**TASK INSTRUCTIONS:**
Return exactly the lines that run from the one containing "Where can you spot the metal hook" to the end of the entries, with both ends included.

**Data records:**

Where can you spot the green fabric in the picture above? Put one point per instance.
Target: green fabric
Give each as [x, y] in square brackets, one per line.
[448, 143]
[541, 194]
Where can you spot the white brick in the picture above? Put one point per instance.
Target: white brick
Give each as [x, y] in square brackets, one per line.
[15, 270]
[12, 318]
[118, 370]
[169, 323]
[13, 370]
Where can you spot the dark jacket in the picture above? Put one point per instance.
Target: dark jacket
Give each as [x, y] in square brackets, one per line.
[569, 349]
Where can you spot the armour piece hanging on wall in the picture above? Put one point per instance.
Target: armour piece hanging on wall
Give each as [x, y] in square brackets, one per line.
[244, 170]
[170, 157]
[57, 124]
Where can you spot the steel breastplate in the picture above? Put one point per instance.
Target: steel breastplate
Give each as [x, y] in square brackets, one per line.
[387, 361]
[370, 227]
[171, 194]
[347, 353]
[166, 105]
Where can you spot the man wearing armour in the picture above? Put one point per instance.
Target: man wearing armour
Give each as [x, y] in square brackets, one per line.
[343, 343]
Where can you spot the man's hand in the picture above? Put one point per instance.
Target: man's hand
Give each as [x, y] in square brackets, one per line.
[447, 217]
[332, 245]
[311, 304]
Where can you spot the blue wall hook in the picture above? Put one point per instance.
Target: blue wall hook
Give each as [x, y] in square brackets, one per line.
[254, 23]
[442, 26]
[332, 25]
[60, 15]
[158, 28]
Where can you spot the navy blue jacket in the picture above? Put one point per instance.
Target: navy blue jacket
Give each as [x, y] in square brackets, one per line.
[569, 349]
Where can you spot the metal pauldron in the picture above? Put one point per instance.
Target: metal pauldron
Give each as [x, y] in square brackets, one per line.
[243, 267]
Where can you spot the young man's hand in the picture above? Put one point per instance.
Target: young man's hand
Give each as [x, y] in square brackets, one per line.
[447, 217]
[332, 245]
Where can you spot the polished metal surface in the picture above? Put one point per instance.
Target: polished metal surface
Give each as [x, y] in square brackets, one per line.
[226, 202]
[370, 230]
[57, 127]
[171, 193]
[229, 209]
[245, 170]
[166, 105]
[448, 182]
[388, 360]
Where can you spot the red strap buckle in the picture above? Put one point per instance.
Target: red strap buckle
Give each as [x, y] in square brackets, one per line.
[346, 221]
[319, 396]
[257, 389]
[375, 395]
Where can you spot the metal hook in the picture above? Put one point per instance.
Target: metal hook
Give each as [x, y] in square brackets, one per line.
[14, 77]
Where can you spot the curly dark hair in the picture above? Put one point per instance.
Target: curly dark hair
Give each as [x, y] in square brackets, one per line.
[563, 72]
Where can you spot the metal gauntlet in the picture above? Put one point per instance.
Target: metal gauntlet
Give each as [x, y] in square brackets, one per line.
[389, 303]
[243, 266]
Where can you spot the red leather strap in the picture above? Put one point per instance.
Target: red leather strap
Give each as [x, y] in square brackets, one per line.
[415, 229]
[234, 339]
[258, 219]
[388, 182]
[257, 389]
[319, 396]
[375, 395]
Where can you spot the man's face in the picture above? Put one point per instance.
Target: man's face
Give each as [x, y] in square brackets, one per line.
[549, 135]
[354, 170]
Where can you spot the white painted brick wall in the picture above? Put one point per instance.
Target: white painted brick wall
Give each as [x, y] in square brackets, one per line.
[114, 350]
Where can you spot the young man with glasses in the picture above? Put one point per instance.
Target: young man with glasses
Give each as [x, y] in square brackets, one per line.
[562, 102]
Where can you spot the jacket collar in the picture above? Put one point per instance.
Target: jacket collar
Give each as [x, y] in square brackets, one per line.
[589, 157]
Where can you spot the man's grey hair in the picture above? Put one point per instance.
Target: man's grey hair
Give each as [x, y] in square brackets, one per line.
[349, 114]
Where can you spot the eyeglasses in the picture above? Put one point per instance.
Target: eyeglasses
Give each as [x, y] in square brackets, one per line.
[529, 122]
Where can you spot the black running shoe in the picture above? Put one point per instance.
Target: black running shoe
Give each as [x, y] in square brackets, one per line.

**FINAL RESULT:**
Where can you spot the metal hook in the picture above? Put one point per instance.
Target: metal hook
Give each as [x, y] in square brackets, one per line.
[14, 77]
Where can you spot the curly dark hair in the picture above? Put one point per instance.
Target: curly dark hair
Give each as [x, y] in square brackets, one per line.
[563, 72]
Where can you spot the metal gauntlet in the picture above? Put one point per instance.
Target: metal gauntlet
Give each as [x, y] in square brackets, one per line.
[389, 303]
[243, 266]
Where can you spot the red leather strap in the picture above? Put one point per instance.
Target: red leather strap
Give each as [x, y] in square brackets, one per line.
[415, 229]
[234, 339]
[258, 219]
[388, 182]
[257, 389]
[319, 396]
[375, 395]
Where can you spot the man's face in the picture above? Put one point per instance.
Target: man's face
Give each as [x, y] in square brackets, one per line.
[549, 135]
[354, 170]
Where can you spot the white painted brick wall in the picture above? Put one point per instance.
Target: white painted brick wall
Give each as [x, y] in square brackets, one per line.
[114, 350]
Where can you spot the young man with glasses in the picture above? Put one point per instance.
Target: young man with glasses
Give each as [x, y] in square brackets, one per line.
[562, 102]
Where can you spot the jacket collar in the picture above? Put one point per instance.
Target: jacket collar
Give each as [x, y] in square brackets, one per line.
[589, 157]
Where can you spot the man's grey hair in the picture above? Put one point per instance.
Target: man's grey hair
Give each as [x, y] in square brackets, one per line.
[349, 114]
Where can you spot the eyeglasses in the picture above? Put one point per instance.
Target: eyeglasses
Give each as [x, y] in square brackets, one per line.
[529, 122]
Where can you spot the black running shoe in the picture above? Put one point per instance.
Target: black running shoe
Give each as [x, y] in square brackets, one per line.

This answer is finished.